The problem:
Replicate the data exactly, every line included.

Material provided:
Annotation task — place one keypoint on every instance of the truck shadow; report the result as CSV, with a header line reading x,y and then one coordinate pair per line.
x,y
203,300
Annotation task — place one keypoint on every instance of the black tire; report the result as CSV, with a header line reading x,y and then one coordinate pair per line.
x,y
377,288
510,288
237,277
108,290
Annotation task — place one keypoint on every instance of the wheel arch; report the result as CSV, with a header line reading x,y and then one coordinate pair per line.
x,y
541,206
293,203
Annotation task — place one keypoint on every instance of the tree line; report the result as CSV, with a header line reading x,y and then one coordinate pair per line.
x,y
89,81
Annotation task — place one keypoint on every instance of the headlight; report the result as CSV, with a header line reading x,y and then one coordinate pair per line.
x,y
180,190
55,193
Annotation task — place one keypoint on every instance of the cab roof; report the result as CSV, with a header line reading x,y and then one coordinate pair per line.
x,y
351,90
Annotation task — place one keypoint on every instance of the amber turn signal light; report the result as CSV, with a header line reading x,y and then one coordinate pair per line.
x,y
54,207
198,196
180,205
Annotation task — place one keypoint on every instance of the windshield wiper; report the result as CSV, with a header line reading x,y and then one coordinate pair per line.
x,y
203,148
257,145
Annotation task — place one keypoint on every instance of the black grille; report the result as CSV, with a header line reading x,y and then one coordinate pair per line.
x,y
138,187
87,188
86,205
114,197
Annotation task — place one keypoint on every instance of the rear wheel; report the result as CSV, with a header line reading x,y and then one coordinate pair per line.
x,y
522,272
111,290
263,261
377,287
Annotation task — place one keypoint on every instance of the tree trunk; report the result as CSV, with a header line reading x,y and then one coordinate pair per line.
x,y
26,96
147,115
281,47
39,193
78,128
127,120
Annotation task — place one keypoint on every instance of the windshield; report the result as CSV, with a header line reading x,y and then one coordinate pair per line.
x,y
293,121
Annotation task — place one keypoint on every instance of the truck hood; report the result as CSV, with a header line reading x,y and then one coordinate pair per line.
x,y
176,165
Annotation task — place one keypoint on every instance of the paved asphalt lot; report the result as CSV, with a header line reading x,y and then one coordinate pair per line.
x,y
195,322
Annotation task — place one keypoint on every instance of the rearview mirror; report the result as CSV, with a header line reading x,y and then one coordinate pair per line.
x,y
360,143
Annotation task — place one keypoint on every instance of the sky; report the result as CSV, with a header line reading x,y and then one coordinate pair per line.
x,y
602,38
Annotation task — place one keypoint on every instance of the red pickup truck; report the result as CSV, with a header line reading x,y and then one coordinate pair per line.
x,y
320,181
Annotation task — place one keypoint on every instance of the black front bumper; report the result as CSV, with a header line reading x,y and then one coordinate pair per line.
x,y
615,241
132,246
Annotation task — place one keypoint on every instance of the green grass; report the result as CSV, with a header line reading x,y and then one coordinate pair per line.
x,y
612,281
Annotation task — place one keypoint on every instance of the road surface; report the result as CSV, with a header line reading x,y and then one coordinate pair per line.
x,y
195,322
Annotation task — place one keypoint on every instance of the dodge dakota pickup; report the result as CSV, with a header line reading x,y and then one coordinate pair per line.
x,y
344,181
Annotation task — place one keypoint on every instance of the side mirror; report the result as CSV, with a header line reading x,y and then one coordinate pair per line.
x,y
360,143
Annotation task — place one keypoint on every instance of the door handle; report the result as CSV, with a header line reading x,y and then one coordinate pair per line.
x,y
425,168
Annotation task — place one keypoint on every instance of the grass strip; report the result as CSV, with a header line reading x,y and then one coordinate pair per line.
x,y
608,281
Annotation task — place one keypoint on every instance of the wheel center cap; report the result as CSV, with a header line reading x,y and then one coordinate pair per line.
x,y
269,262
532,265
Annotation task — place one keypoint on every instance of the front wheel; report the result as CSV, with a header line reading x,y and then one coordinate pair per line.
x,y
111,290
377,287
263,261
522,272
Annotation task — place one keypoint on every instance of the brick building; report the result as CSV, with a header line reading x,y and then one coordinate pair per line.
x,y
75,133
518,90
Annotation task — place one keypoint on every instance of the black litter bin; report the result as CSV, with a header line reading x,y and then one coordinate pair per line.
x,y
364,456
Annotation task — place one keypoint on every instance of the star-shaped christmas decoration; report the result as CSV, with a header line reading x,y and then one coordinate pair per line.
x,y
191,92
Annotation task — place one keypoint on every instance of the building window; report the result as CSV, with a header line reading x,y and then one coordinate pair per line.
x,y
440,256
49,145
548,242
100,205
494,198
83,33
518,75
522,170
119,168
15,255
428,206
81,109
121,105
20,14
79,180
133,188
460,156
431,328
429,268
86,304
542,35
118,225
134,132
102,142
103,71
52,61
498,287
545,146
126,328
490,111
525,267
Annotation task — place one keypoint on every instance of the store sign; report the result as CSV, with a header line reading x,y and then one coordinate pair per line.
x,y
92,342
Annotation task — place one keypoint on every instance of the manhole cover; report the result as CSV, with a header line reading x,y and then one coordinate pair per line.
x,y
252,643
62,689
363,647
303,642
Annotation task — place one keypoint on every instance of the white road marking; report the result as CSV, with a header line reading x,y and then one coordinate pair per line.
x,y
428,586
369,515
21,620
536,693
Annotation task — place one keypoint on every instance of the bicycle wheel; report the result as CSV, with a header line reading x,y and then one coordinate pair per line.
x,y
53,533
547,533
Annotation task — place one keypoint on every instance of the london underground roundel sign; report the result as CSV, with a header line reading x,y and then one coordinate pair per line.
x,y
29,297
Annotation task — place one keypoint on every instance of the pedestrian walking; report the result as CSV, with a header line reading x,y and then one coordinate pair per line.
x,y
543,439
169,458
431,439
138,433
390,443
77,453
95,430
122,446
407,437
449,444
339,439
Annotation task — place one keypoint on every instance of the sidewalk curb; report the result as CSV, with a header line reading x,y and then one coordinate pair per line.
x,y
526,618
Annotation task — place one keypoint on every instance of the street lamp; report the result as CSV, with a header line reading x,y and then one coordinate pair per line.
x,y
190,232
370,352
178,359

Answer below:
Annotation task — place one keypoint on every instance of the truck shadow; report the result as CSV, with a header line reading x,y and then one coordinate pair per line.
x,y
203,300
Annotation task — place one keypoint on every instance of the black tire; report the result as CSV, with a header line reading x,y and then one coordinate pair per line.
x,y
377,288
510,288
237,277
108,290
Annotation task — place one keypoint on every instance of the wheel arch; report the result as CSV, with a header line reading x,y and then one coordinate pair per line.
x,y
541,206
293,203
Annotation task — place one keypoint on every instance of the tree line; report the result as CSV, with a header line reading x,y and then one coordinate pair per line.
x,y
89,81
Annotation task — place one keypoint on every instance of the headlight; report the result as CSV, with a header line reading x,y and then one coordinate pair per line.
x,y
180,190
55,193
Annotation task — place one keypoint on every instance of the cab roof; report the result as CSV, with a header line reading x,y and then one coordinate pair per line.
x,y
351,90
Annotation task — place one keypoint on every instance of the amber turn signal light; report the result as CSV, with a header line reading x,y and then one coordinate pair per line.
x,y
54,207
198,196
180,205
Annotation task — place one keypoint on every instance of the windshield wiper; report the result as CSV, with a header line reading x,y and then one coordinate pair per line.
x,y
203,148
257,145
Annotation task — place one keypoint on every instance of the black grille; report the result as CSV, with a header line reading x,y and then one coordinate pair per line.
x,y
138,187
87,188
86,205
114,197
Annotation task — place one keypoint on every instance of the rear wheel; report the result as CSV, with a header line reading x,y and then one coordinate pair per line.
x,y
522,272
111,290
263,261
377,287
Annotation task — place one keypoint on every instance of the tree trunk; report the result as CSV, with a header line reading x,y and then one coordinate pair per line.
x,y
26,96
147,115
281,47
39,193
78,128
127,120
Annotation task — place one keypoint on every instance of the windshield; report the result as CSV, with a header line reading x,y and then one coordinate pair per line.
x,y
293,121
Annotation task — place one keypoint on every instance of the truck hood; report the result as CSV, with a header line reading x,y and then one coordinate pair per line.
x,y
176,165
Annotation task — place one keypoint on every instance of the paved asphalt lot; report the result as CSV, with a header line reading x,y and then one coordinate pair per line.
x,y
195,322
Annotation task — place one keypoint on every instance of the rearview mirror; report the result as CSV, with a header line reading x,y and then one coordinate pair per line.
x,y
360,143
Annotation task — place one keypoint on every instance of the sky; report the result as CSV, with a header line reading x,y and then one coordinate pair per line.
x,y
602,38
Annotation task — place one keypoint on every instance of the red pickup truck; report the result as CSV, with a header line reading x,y and then one coordinate pair per line.
x,y
320,181
Annotation task — place one keypoint on every instance of the black front bumper; report the result as CSV, with a header line reading x,y and then one coordinate pair per line.
x,y
615,241
132,246
Annotation task — place one keypoint on every instance of the green grass; report the result as CSV, with a header line reading x,y and then one coordinate pair per line.
x,y
612,281
Annotation task — place one keypoint on every instance of the road surface; report the result as CSV, with a header line reading x,y and then one coordinate pair per line.
x,y
195,322
Annotation task — place one keypoint on every instance of the dodge dakota pickup; report the result as CSV, with a header line reading x,y and then one coordinate pair per line.
x,y
344,181
Annotation task — place one keypoint on every instance of the side mirror; report the result as CSV, with a header line reading x,y and then one coordinate pair per line.
x,y
360,143
Annotation task — place one keypoint on every instance of the door handle; report the result as CSV, with a header line reading x,y and then one coordinate pair per line.
x,y
425,168
Annotation task — place one keypoint on every instance of the grass strip; report the result as CSV, with a header line reading x,y and then one coordinate pair per line.
x,y
608,281
Annotation task — place one keypoint on every instance of the wheel center cap; report the result as CSV, with a header line reading x,y and then one coordinate pair per line.
x,y
269,262
532,265
Annotation task — place one keypoint on every instance of the front wheel; report the result as CSV, with a header line reading x,y and then one coordinate pair per line.
x,y
111,290
377,287
263,261
522,272
Annotation task — place one keypoint on every instance of the brick building; report the result as CSV, with a header line reading x,y and then one coordinate pair per line.
x,y
75,133
518,90
Annotation task — place one keypoint on every instance of the black litter bin; report the result as CSV, with a header line reading x,y and then one coordinate pair per line.
x,y
364,456
Annotation task — place one keypoint on every instance of the star-shaped christmas decoration; report the result as CSV, with a header line reading x,y and then one coordinate pair per line.
x,y
191,92
Annotation task — place one keypoint on every instance of the building window; report the result as CSV, with a header line reading x,y and then one coordinate pair per line.
x,y
440,256
49,145
548,242
100,205
494,198
83,33
518,75
522,170
119,168
15,255
428,206
81,109
121,105
20,14
79,180
133,188
460,156
431,328
429,268
86,304
542,35
118,225
134,132
102,142
103,71
52,61
498,287
545,146
126,328
490,111
525,267
Annotation task — place one keypoint on every instance of the store sign; report the result as CSV, with a header line reading x,y and then one coordinate pair per line.
x,y
92,342
Annotation task — place one keypoint on every instance of the manhole cover; report the result as CSV, with a header line reading x,y and then one coordinate pair per line.
x,y
252,643
62,689
363,647
303,642
Annotation task — place one keypoint on every instance of the white road marking; report the result as CSV, with a header line reading x,y and then one coordinate pair per line.
x,y
428,586
369,515
21,620
536,693
Annotation task — place one keypoint on every instance of the bicycle wheel; report the result as CSV, with a header line reading x,y and then one coordinate pair per line.
x,y
53,533
547,533
Annotation task — place one keypoint on every instance of the london underground roundel sign; report the result as CSV, with a header line reading x,y and then one coordinate pair per line.
x,y
29,297
Annotation task — place one keypoint on every instance of the pedestrian walking; report the result as CSV, with a header line reading x,y and then one coordinate pair per line.
x,y
543,439
169,458
431,439
138,433
390,443
77,453
95,430
122,446
407,437
449,444
339,439
Annotation task — place one keypoint on every instance of the sidewalk curb; report the result as CSV, with a header line reading x,y and then one coordinate pair per line.
x,y
526,618
Annotation task — place one keypoint on every instance of the street lamp; report the result as CSV, with a header line reading x,y and then one coordinate pair per line.
x,y
190,232
370,352
178,359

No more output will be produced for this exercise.